### What you will do
Your response must be an exact transcription of the lines from the one containing "Q. Point to the dirt" through the final line of the data.

======== Input for this task

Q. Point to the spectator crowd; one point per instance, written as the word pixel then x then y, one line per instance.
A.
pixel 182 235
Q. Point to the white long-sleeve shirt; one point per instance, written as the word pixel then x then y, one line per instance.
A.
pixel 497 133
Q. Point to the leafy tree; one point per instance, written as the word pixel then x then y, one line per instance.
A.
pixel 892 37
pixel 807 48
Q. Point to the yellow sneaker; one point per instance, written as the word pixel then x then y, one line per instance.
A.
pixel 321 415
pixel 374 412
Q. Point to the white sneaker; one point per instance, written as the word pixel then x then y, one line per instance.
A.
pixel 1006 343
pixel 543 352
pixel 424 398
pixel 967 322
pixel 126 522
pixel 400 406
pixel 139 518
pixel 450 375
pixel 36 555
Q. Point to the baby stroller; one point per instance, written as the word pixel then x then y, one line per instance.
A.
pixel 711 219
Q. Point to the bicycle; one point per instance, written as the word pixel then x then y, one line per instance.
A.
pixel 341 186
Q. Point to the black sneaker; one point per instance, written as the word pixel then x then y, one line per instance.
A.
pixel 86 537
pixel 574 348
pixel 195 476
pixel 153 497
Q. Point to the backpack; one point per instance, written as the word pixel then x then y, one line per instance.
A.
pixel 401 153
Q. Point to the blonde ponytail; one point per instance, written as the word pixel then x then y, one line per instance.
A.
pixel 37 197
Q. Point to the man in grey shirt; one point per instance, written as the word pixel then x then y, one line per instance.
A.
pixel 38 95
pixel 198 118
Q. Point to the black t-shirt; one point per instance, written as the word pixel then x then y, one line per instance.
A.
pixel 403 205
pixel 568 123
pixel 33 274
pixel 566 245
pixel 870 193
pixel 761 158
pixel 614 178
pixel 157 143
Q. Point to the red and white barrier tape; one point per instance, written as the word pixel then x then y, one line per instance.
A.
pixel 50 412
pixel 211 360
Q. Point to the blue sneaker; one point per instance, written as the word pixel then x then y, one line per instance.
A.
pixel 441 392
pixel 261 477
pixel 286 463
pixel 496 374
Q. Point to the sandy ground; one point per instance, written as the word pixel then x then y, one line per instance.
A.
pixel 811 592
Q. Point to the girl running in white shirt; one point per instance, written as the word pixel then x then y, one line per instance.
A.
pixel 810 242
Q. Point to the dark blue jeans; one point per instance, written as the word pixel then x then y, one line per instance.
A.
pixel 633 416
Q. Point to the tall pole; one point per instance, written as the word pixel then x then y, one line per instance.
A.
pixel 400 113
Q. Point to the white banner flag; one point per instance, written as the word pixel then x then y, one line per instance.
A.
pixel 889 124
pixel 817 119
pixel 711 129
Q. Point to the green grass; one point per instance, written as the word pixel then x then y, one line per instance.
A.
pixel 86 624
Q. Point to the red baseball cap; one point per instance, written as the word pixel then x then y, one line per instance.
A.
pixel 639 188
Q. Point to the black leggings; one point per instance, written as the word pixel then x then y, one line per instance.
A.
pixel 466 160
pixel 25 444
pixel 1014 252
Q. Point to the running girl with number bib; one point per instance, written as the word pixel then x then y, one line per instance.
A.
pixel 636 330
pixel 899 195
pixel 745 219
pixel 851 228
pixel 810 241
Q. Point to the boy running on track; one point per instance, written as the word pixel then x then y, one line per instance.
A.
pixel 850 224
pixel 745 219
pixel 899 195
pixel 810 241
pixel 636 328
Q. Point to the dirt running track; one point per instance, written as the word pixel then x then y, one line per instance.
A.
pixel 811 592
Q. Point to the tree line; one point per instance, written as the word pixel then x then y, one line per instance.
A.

================

### Problem solution
Q. Point to the dirt running track; one point per instance, written as the word pixel then x then y, one line per instance.
A.
pixel 811 592
Q. Point to the tree line; one point per instance, written as the word pixel then x then y, one line per instance.
A.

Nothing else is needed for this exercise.